» Directions
Leave out any pictures and transcribe all other data below exactly.

» Data for processing
◇ ◇ ◇ ◇

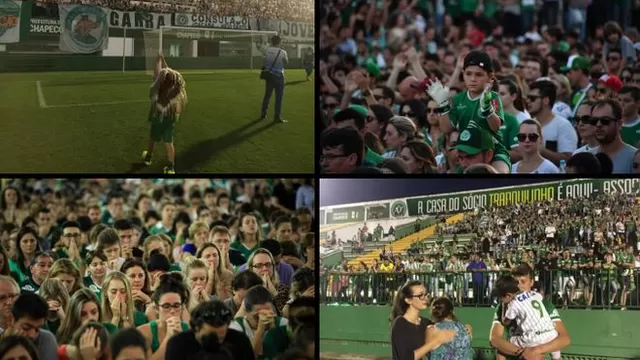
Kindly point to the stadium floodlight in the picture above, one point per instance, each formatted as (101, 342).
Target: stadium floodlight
(216, 48)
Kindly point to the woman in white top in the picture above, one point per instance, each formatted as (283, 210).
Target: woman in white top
(399, 130)
(512, 101)
(530, 140)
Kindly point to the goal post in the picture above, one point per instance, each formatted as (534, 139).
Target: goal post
(206, 48)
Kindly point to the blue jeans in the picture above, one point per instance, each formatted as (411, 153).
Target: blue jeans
(273, 83)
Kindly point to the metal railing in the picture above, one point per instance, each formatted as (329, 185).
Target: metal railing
(598, 288)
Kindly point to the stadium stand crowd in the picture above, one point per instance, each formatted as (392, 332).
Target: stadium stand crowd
(584, 253)
(293, 10)
(572, 69)
(196, 268)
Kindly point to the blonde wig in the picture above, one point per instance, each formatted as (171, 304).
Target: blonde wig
(175, 98)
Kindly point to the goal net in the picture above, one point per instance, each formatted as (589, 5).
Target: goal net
(206, 49)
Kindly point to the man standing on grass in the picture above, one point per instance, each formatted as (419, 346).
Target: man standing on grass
(274, 60)
(168, 99)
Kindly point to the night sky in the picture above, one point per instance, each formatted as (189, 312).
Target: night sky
(348, 191)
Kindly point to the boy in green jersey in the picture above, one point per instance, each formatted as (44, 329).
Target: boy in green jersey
(168, 99)
(478, 106)
(524, 274)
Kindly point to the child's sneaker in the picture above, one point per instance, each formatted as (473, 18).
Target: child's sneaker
(146, 158)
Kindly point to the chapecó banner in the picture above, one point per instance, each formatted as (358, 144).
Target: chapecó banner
(209, 21)
(84, 29)
(290, 31)
(44, 26)
(482, 199)
(10, 21)
(136, 20)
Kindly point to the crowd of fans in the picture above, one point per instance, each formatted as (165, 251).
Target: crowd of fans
(196, 268)
(478, 87)
(584, 253)
(294, 10)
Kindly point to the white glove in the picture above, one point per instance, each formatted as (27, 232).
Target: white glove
(438, 92)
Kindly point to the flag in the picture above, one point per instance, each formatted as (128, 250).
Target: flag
(10, 21)
(83, 29)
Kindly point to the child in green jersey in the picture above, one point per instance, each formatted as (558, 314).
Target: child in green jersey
(478, 105)
(168, 99)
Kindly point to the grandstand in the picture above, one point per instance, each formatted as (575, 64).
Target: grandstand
(581, 238)
(217, 46)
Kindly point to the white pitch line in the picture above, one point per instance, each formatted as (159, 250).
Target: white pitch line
(41, 100)
(98, 104)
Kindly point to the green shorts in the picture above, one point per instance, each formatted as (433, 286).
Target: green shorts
(162, 128)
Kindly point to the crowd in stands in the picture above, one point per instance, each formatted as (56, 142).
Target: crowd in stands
(584, 253)
(294, 10)
(196, 268)
(479, 86)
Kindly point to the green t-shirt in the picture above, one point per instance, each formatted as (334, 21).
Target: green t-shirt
(608, 272)
(14, 268)
(28, 285)
(139, 318)
(275, 342)
(509, 131)
(548, 305)
(452, 8)
(467, 6)
(238, 245)
(565, 266)
(88, 282)
(372, 158)
(465, 110)
(631, 134)
(575, 98)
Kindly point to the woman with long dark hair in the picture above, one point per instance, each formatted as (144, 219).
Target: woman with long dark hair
(444, 318)
(512, 100)
(27, 246)
(409, 329)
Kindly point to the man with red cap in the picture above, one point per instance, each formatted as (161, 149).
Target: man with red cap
(608, 87)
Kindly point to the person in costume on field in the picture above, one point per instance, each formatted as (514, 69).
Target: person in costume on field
(168, 95)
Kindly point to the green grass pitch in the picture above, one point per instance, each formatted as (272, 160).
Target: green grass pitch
(79, 122)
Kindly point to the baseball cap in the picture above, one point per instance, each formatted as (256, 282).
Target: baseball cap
(577, 63)
(611, 81)
(478, 58)
(474, 140)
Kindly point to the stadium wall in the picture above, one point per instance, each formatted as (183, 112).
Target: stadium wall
(469, 201)
(35, 63)
(595, 334)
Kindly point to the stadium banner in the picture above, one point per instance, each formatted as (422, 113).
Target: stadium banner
(10, 12)
(209, 21)
(289, 31)
(84, 29)
(378, 212)
(44, 26)
(139, 20)
(136, 20)
(470, 201)
(346, 215)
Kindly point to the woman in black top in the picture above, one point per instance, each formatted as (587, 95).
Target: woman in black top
(409, 329)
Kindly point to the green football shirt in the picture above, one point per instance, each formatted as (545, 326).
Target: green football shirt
(509, 131)
(551, 309)
(631, 133)
(465, 110)
(238, 245)
(97, 289)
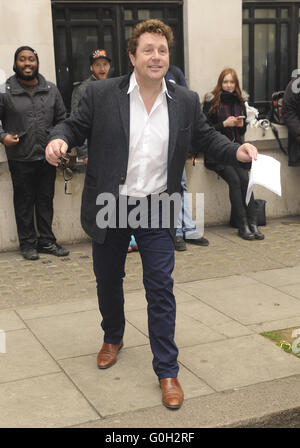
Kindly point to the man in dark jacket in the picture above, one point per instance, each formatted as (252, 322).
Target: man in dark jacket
(291, 116)
(139, 129)
(99, 66)
(29, 107)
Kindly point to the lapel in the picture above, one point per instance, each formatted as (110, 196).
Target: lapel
(123, 99)
(173, 121)
(124, 104)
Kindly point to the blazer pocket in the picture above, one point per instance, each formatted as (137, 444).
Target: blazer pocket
(184, 136)
(186, 128)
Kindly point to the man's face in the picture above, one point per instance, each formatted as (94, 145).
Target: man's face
(100, 68)
(151, 60)
(26, 65)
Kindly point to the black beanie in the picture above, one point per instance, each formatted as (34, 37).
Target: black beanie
(25, 47)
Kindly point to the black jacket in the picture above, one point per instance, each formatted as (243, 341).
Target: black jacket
(103, 117)
(32, 117)
(291, 115)
(213, 120)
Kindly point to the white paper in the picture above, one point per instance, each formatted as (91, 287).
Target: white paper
(265, 171)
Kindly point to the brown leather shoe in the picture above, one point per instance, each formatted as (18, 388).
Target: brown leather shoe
(107, 356)
(172, 394)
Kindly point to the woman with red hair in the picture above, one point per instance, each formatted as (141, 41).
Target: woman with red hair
(226, 112)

◇ ◇ ◇ ◇

» Result for this task
Kindly point to the stadium floodlight in the picture above, one point per instance, each formatted as (101, 342).
Target: stadium floodlight
(216, 48)
Kindly point to the woman in white top in the picture above, one point per instance, each formatted as (283, 210).
Target: woman in white top
(399, 130)
(512, 101)
(530, 140)
Kindly point to the goal post in the picture above, one point per instance, each formatted as (534, 139).
Target: goal post
(206, 48)
Kindly point to the blue jeans in the picture above, one point per instance, each formatted as (411, 153).
Target: blue jeans
(273, 83)
Kindly point to the metal railing in the picture above, one point per instance, each formatted as (329, 185).
Target: metal railing
(598, 288)
Kindly point to the stadium stand crowd in the picture above, one point per instance, each formatted as (392, 332).
Target: stadium stand crowd
(584, 253)
(293, 10)
(572, 69)
(196, 268)
Kindly point to the blonde wig in the picture above, one point per instance, each formatted as (171, 304).
Target: blonde wig
(175, 98)
Kindly point to the goal net in the picture above, one point per instance, each formatted as (589, 5).
Target: goal net
(206, 49)
Kindly point to the man standing on grass in the picture above, one point per instance, each formatted as (419, 346).
Target: man standing on grass
(274, 60)
(168, 99)
Kindly point to the night sky in the picture above, one point per instance, each formatted as (189, 312).
Target: night sky
(348, 191)
Kindly point to the boy in green jersey in the picture above, one point per instance, each formatted as (44, 329).
Target: boy in green jersey
(168, 99)
(478, 106)
(524, 274)
Kindly point to the child's sneaker in the picture above, one point per instance, each formatted as (473, 18).
Target: child's sneaker
(146, 158)
Kindly point to the chapecó banner in the picture above, one point per instance, each formatted as (358, 144).
Target: chapecó banner
(209, 21)
(84, 29)
(290, 31)
(44, 26)
(482, 199)
(10, 21)
(136, 20)
Kindly point to the crowd of fans in the picture above, one point per instance, each formatted as (165, 251).
Target: crowd of fans
(196, 268)
(478, 87)
(584, 253)
(294, 10)
Kindly point to the white glove in the picture above, one point per instance, each formatted as (27, 232).
Target: white glove
(438, 92)
Kindly point to the flag in the picture above, one point per instance, each formatted as (128, 250).
Target: flag
(10, 21)
(83, 29)
Kindly point to the child in green jersey in the picture above, one point per instance, each formatted as (558, 314).
Target: child in green jersey
(478, 105)
(168, 99)
Kindly point to the grandstand in the picture above, one point per instance, each formatted as (575, 64).
Target: grandstand
(581, 238)
(217, 46)
Kindly point to the white pitch line in the picture above, one point per instance, each formatted as (159, 250).
Target: white pitch line
(41, 100)
(98, 104)
Kindly point to the green shorts in the picture above, one point per instance, each formatted as (433, 286).
Target: green shorts
(162, 128)
Kindly point to the crowd in stands in the picture above, one point per instance, each formatted as (56, 142).
Target: crowd in stands
(584, 253)
(294, 10)
(196, 268)
(479, 86)
Kindly point to the green t-shirt in the picture above, one point per instance, each formatted as (334, 21).
Target: green t-shirt
(608, 272)
(14, 268)
(28, 285)
(139, 318)
(275, 342)
(509, 131)
(548, 305)
(452, 8)
(467, 6)
(238, 245)
(565, 266)
(88, 282)
(372, 158)
(465, 110)
(631, 134)
(575, 98)
Kindly point to the woman with long dark hair in the picture above, one point per instance, each formatted as (144, 219).
Target: woman with long dark hair
(444, 318)
(512, 100)
(27, 246)
(409, 329)
Kindly point to the man with red cap in the picture above, one point per instance, each formatted as (161, 149).
Target: man with red cap
(608, 87)
Kindly point to the person in costume on field in the picture above, one point per instance, each formatted as (514, 69).
Target: person in costume on field
(168, 95)
Kindly point to the green grass pitch in the picture above, one point per instance, each formatted as (272, 160).
Target: green grass pitch
(79, 122)
Kindly point to the baseball cap in the picture above, one point per instance, each formatted as (256, 282).
Target: baseball cap
(577, 63)
(611, 81)
(478, 58)
(474, 140)
Kindly point to the stadium wall in the picture above, one point per instance, each formatted as (183, 112).
Target: stadium wall
(469, 201)
(35, 63)
(595, 334)
Kindly point to the stadium banner in the picture above, one point per instance, each formatted as (422, 113).
Target: stadium banner
(10, 12)
(209, 21)
(289, 31)
(84, 29)
(378, 212)
(44, 26)
(139, 20)
(136, 20)
(470, 201)
(346, 215)
Kindly point to the woman in black top in the picture above, one point per instance, each formatted as (587, 95).
Target: woman in black top
(409, 329)
Kindly point to the green football shirt in the picture above, one point per instance, each formatted as (545, 326).
Target: green football shirt
(509, 131)
(551, 309)
(631, 133)
(465, 110)
(238, 245)
(97, 289)
Kindly point to the man in dark jacket in the picture above, one point per instance, each formatted as (252, 322).
Target: man in dark jacket
(291, 116)
(139, 129)
(99, 66)
(29, 107)
Kindly point to the lapel in the picture above, one point per instance, each formatted as (110, 196).
Target: lapel
(123, 99)
(173, 121)
(124, 104)
Kindly point to the blazer pocket in the picture above, one point per instance, each formatted as (137, 444).
Target: blazer pocket
(184, 136)
(186, 128)
Kindly point to the man's face in the picture above, one point per instance, each formatted as (94, 145).
Target: man's face
(100, 68)
(151, 60)
(26, 65)
Kindly point to the black beanie in the picture above, one point per instance, each formatted as (34, 37).
Target: black beanie
(25, 47)
Kindly point to the black jacket in the picture above, one point per instance, each formatted as (243, 341).
Target: black jacket
(103, 117)
(32, 117)
(291, 115)
(213, 120)
Kindly point to the white paper in the picture above, one point per instance, each formatted as (91, 287).
Target: white paper
(265, 171)
Kindly point to the brown leather shoe in the picture above, one point per instance, each formatted as (18, 388).
Target: brown leather shoe
(107, 356)
(172, 394)
Kindly point to the woman with red hair in the picture above, one point per instance, each formatted as (141, 41).
Target: woman with red hair
(226, 112)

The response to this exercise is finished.